What is expected → Update the data below by replacing every "integer pixels" with "whole-number pixels". Keep everything else unchanged.

--- START ---

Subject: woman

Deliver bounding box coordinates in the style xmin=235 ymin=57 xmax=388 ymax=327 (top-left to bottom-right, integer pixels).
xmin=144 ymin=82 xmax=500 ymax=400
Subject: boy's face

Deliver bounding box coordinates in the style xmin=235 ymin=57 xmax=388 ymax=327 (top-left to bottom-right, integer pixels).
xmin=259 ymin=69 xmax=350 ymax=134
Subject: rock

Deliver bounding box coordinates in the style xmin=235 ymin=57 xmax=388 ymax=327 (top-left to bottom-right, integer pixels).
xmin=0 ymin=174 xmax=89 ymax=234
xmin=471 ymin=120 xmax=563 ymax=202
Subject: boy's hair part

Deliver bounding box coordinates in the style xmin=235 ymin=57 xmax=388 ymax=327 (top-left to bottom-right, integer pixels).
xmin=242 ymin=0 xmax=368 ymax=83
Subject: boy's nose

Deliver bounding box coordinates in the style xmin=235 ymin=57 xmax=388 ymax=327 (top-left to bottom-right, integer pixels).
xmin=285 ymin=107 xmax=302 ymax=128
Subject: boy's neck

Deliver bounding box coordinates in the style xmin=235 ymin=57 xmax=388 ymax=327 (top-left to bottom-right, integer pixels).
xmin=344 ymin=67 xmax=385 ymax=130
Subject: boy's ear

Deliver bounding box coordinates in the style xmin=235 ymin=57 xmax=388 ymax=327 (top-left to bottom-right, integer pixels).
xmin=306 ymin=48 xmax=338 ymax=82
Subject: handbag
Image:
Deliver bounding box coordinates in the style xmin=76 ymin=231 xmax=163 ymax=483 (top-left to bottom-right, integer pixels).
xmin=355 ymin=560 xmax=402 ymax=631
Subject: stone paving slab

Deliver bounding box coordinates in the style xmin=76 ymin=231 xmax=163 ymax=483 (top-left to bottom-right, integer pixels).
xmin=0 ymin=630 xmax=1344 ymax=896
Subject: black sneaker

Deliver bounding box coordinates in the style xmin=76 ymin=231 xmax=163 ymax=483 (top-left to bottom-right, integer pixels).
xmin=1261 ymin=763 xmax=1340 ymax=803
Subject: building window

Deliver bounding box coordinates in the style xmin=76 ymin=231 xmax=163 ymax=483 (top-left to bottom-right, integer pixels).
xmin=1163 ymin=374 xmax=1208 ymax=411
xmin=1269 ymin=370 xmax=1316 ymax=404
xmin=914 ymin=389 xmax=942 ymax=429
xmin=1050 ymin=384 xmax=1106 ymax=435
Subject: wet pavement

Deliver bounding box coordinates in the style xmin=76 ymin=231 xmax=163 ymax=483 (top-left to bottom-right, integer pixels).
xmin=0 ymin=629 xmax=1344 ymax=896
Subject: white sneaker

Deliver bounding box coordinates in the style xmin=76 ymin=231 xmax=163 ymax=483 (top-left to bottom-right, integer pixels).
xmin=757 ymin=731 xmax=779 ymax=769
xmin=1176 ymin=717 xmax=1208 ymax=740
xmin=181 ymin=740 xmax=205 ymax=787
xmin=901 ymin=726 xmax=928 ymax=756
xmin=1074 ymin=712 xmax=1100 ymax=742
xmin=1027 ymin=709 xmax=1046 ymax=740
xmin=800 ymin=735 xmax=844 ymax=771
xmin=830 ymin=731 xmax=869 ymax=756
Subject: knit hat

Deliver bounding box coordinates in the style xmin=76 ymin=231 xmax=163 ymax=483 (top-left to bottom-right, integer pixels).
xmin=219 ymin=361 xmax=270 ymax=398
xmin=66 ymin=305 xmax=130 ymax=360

--- END ---

Solution to this exercise →
Subject: woman

Deliver bounding box coordinates in the style xmin=235 ymin=57 xmax=388 ymax=327 (top-left to bottom-right, whole-number pixels).
xmin=144 ymin=82 xmax=500 ymax=400
Subject: boy's face

Deliver bounding box coordinates in the style xmin=235 ymin=57 xmax=388 ymax=327 (top-left to bottom-right, whole-number pixels).
xmin=259 ymin=69 xmax=350 ymax=134
Subject: rock

Deliver bounding box coordinates in the style xmin=235 ymin=57 xmax=388 ymax=327 (top-left to bottom-right, whole-number pixels).
xmin=0 ymin=174 xmax=89 ymax=234
xmin=471 ymin=120 xmax=563 ymax=202
Subject: boy's hair part

Deliver bounding box coordinates in the style xmin=235 ymin=57 xmax=388 ymax=327 (top-left to bottom-right, whole-number pixels).
xmin=242 ymin=0 xmax=368 ymax=83
Subject: boy's nose

Deliver bounding box coordinates in the style xmin=235 ymin=57 xmax=388 ymax=327 (top-left to bottom-right, whole-number pixels).
xmin=285 ymin=107 xmax=302 ymax=128
Subject: boy's neck

Deliver bounding box coordinates in the style xmin=235 ymin=57 xmax=388 ymax=327 (top-left to bottom-right, whole-number pixels).
xmin=344 ymin=67 xmax=385 ymax=130
Subject: boy's ear

Deliver bounding box coordinates in the style xmin=235 ymin=57 xmax=388 ymax=327 (top-left to bottom-right, whole-number pixels).
xmin=306 ymin=48 xmax=338 ymax=82
Subject: handbag
Image:
Deliver bounding box coordinates in the style xmin=76 ymin=231 xmax=163 ymax=483 (top-left to bottom-right, whole-number pixels).
xmin=355 ymin=560 xmax=402 ymax=631
Subject: stone paving slab

Deliver bounding box coordinates in the style xmin=76 ymin=231 xmax=163 ymax=483 (top-left to bottom-right, whole-number pixels).
xmin=0 ymin=630 xmax=1344 ymax=896
Subject: black sneaker

Deliver bounding box coordinates in the style xmin=76 ymin=231 xmax=163 ymax=483 (top-left to bottom-right, whole-number pixels).
xmin=1261 ymin=763 xmax=1340 ymax=803
Subject: building window

Deliver bounding box coordinates in the style xmin=76 ymin=231 xmax=163 ymax=483 (top-left to bottom-right, whole-number pixels).
xmin=1163 ymin=374 xmax=1208 ymax=411
xmin=1269 ymin=370 xmax=1316 ymax=404
xmin=914 ymin=389 xmax=942 ymax=429
xmin=1050 ymin=384 xmax=1106 ymax=435
Subject: wet pavement

Deliver bounding box coordinates in the style xmin=76 ymin=231 xmax=163 ymax=483 (top-left to bottom-right, whole-number pixels).
xmin=0 ymin=629 xmax=1344 ymax=896
Subject: white sneaker

Deliver bounding box coordinates in the style xmin=76 ymin=231 xmax=163 ymax=483 (top-left to bottom-right, whole-number pixels).
xmin=757 ymin=731 xmax=779 ymax=769
xmin=1176 ymin=717 xmax=1208 ymax=740
xmin=181 ymin=740 xmax=205 ymax=787
xmin=901 ymin=726 xmax=928 ymax=756
xmin=1074 ymin=712 xmax=1100 ymax=742
xmin=1027 ymin=709 xmax=1046 ymax=740
xmin=800 ymin=735 xmax=844 ymax=771
xmin=830 ymin=731 xmax=869 ymax=756
Subject: knit hat

Deliver bounding box coordinates in the style xmin=76 ymin=231 xmax=163 ymax=483 (top-left to bottom-right, whole-number pixels).
xmin=219 ymin=361 xmax=270 ymax=398
xmin=66 ymin=305 xmax=130 ymax=360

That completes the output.